Exercise directions :: Copy each line of the records that holds the string "green".

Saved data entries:
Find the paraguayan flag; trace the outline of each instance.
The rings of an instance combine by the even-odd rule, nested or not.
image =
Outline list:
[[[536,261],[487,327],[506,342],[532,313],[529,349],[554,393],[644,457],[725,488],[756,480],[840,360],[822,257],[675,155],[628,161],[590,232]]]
...
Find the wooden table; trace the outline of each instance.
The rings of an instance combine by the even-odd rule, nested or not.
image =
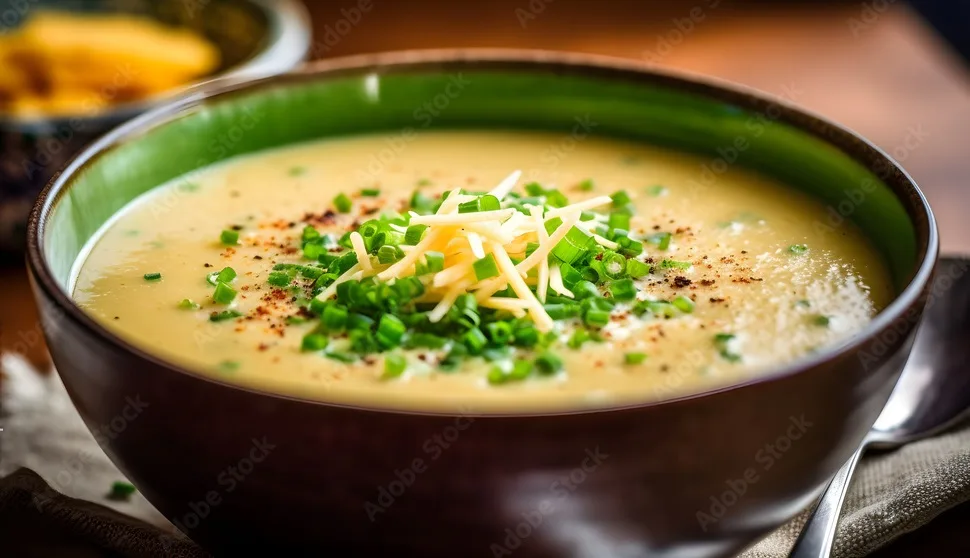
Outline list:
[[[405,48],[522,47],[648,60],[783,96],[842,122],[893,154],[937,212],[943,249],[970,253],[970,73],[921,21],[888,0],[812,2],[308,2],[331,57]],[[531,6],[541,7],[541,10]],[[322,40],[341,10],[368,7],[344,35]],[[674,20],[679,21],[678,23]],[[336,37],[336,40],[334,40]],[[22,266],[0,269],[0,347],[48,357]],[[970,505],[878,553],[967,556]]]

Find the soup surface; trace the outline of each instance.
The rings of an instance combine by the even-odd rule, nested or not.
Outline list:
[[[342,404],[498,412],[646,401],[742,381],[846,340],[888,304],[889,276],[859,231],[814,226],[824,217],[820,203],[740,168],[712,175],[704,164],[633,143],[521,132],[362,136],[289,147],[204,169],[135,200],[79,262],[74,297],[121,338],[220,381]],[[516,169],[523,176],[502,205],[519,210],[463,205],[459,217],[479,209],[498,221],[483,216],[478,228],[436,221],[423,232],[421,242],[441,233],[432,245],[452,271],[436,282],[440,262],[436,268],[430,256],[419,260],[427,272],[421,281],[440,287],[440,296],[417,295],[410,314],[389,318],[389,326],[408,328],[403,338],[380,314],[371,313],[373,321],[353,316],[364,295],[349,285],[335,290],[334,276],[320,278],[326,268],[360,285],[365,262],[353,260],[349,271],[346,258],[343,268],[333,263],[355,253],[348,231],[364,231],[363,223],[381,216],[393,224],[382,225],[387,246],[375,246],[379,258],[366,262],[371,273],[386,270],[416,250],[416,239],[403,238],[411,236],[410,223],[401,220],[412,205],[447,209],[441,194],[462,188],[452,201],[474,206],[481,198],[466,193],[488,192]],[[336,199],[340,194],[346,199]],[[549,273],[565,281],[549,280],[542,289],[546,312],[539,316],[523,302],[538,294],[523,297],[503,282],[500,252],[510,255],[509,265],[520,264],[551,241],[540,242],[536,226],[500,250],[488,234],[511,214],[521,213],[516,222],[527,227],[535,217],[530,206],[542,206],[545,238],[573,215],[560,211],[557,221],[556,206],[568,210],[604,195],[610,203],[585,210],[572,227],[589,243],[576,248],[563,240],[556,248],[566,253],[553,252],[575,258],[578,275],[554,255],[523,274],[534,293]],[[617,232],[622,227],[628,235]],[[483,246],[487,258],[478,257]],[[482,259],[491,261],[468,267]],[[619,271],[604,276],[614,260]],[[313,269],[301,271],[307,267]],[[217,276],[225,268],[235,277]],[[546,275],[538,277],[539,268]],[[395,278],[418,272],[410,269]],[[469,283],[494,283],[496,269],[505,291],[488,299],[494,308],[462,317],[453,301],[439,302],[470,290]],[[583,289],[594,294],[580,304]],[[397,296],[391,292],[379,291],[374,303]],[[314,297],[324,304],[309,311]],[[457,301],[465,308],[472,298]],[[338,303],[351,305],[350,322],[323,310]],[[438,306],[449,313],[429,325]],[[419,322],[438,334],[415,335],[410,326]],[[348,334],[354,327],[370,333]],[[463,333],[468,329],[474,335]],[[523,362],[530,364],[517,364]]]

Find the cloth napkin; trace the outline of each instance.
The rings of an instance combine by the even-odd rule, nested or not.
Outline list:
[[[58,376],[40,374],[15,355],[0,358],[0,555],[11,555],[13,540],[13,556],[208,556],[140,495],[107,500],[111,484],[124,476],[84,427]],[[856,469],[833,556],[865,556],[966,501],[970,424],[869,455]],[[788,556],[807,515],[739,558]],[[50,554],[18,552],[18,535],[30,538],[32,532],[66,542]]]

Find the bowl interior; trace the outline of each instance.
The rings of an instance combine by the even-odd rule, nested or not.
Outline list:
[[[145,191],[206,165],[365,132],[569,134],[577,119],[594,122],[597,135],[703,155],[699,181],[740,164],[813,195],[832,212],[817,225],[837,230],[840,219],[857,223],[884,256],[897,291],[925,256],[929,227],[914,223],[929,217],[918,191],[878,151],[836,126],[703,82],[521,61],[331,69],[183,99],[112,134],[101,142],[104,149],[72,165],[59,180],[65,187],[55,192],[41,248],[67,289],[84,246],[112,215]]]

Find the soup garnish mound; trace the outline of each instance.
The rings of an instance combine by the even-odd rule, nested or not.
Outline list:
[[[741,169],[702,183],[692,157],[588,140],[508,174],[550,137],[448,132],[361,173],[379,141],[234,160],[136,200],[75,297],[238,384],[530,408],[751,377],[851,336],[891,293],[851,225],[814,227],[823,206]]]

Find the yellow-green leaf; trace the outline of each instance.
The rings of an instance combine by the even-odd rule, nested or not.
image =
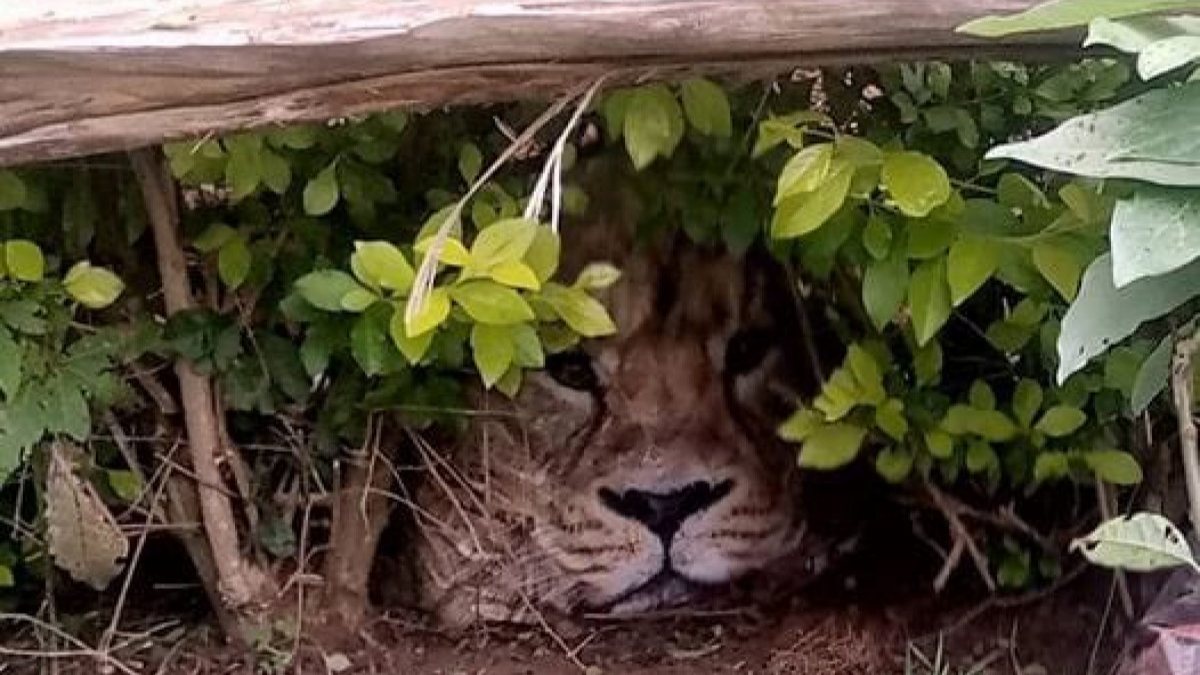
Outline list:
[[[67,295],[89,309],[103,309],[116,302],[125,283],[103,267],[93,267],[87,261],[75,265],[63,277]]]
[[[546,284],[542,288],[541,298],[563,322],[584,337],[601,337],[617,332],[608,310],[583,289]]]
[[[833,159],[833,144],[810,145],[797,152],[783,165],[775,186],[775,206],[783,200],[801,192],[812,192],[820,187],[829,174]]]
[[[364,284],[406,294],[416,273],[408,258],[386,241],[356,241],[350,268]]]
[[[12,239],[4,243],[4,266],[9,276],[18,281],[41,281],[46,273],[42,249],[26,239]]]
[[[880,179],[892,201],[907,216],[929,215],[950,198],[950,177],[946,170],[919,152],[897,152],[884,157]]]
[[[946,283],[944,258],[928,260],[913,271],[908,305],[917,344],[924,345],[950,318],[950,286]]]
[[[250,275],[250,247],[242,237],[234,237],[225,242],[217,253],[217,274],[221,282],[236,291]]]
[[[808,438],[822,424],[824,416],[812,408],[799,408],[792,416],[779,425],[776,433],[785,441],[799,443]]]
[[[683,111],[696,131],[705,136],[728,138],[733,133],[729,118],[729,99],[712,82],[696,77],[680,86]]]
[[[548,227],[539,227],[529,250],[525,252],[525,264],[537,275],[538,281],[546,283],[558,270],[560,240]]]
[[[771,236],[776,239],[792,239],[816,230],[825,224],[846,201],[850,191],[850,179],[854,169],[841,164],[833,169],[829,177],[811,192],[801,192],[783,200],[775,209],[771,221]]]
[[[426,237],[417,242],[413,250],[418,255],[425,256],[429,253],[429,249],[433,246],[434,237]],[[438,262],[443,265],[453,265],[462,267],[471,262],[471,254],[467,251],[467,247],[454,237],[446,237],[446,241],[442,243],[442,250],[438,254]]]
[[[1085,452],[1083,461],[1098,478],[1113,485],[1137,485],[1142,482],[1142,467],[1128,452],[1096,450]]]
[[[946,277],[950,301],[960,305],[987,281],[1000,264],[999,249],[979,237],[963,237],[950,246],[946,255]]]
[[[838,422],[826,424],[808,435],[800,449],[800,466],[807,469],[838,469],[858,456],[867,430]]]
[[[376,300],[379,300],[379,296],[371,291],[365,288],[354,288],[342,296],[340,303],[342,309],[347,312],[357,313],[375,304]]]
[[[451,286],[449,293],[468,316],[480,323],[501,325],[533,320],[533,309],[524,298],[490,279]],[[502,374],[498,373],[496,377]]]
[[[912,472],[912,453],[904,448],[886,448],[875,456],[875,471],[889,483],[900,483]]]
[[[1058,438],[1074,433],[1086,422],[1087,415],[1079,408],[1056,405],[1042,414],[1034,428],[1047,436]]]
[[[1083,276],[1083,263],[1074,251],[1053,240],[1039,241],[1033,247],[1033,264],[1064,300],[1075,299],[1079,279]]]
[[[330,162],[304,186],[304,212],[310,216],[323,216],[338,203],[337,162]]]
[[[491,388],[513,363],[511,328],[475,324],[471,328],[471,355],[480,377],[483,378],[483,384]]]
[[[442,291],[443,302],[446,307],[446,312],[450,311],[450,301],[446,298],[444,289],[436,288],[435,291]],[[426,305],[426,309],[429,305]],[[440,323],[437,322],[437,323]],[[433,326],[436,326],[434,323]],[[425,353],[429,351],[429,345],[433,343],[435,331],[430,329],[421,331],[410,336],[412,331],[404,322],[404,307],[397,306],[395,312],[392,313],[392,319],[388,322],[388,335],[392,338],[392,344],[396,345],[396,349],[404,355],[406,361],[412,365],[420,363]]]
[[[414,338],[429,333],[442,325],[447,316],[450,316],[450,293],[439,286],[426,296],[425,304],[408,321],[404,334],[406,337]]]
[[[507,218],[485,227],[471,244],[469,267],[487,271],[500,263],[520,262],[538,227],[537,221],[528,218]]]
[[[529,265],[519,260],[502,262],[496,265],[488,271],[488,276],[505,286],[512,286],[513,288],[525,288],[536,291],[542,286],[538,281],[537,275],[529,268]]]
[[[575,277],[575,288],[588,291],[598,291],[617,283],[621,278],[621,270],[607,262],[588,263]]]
* * *
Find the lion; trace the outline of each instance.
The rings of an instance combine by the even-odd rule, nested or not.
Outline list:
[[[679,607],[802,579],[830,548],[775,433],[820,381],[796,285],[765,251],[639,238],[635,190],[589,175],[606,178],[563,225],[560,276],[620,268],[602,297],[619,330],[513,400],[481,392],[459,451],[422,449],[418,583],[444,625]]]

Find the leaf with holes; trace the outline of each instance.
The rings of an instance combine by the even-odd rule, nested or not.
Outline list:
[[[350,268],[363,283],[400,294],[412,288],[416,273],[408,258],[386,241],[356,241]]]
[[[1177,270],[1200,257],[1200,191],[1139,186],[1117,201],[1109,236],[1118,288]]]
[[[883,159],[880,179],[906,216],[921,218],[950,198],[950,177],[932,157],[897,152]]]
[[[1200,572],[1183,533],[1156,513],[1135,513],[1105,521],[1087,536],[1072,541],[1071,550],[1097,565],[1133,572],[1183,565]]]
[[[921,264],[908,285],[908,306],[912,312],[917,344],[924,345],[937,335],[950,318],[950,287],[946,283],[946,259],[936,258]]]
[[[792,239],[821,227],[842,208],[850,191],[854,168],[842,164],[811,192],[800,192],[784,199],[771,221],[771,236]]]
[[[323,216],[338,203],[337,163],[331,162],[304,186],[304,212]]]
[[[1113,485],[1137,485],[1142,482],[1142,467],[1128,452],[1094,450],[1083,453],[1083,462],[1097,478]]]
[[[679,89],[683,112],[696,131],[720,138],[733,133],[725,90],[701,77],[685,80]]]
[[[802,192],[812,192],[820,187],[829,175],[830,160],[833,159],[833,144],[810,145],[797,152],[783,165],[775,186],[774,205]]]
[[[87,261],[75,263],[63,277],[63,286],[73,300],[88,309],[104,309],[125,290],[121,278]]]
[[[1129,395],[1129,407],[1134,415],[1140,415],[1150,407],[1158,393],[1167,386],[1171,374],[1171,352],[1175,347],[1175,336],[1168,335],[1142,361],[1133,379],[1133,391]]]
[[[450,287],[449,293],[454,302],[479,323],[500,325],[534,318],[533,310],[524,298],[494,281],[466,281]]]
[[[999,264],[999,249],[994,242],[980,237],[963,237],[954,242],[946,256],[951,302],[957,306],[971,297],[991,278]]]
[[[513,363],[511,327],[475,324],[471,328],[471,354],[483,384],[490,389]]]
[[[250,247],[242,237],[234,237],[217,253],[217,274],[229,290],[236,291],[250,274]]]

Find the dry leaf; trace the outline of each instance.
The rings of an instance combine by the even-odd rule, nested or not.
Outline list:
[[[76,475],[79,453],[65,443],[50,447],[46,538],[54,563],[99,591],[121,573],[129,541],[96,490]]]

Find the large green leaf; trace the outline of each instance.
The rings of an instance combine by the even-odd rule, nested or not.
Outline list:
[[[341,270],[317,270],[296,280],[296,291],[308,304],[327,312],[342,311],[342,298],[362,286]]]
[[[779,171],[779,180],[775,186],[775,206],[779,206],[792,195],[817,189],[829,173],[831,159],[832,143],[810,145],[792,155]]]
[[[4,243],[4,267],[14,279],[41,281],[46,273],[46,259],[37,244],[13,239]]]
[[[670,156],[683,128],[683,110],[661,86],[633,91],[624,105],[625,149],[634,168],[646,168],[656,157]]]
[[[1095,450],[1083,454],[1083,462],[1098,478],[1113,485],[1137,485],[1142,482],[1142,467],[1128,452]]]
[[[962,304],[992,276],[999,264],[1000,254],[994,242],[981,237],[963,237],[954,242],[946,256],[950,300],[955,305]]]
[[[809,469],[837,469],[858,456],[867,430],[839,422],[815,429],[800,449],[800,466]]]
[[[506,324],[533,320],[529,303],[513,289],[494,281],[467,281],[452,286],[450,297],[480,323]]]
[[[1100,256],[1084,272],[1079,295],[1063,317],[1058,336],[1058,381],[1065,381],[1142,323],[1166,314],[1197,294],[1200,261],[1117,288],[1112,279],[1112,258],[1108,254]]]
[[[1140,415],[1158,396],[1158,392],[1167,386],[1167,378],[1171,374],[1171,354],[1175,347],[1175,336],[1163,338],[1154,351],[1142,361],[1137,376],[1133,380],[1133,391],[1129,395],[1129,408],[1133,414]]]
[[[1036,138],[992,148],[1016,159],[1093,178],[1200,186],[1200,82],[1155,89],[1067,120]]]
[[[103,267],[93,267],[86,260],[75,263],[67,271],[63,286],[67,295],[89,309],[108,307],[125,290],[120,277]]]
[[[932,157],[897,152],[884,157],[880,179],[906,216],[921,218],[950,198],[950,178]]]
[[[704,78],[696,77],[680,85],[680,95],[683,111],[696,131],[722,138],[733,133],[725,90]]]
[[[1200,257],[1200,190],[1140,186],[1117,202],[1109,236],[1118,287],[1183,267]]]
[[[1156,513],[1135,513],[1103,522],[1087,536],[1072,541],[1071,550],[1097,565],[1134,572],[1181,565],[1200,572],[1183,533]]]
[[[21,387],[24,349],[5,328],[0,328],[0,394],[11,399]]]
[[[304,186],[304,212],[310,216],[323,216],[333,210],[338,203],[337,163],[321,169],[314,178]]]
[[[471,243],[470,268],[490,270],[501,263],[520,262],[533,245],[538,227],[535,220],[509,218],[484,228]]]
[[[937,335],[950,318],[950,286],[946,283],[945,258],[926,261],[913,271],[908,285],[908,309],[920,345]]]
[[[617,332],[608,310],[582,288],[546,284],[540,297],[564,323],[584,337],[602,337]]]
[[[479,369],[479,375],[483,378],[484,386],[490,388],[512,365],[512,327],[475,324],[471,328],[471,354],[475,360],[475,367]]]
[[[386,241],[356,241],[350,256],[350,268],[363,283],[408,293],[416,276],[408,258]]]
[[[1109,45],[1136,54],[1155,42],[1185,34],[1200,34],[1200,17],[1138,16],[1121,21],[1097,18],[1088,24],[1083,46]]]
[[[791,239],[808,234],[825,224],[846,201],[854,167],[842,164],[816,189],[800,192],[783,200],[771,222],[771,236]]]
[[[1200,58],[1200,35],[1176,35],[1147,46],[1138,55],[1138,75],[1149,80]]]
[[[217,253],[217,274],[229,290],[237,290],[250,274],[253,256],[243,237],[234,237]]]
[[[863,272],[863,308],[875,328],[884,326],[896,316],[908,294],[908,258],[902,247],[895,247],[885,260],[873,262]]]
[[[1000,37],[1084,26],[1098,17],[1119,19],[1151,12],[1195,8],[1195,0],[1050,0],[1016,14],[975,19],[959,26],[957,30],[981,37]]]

Solution for this task ::
Find the yellow-green leaf; trace the outline of each instance.
Find the large green leaf; trace the outline of each instance.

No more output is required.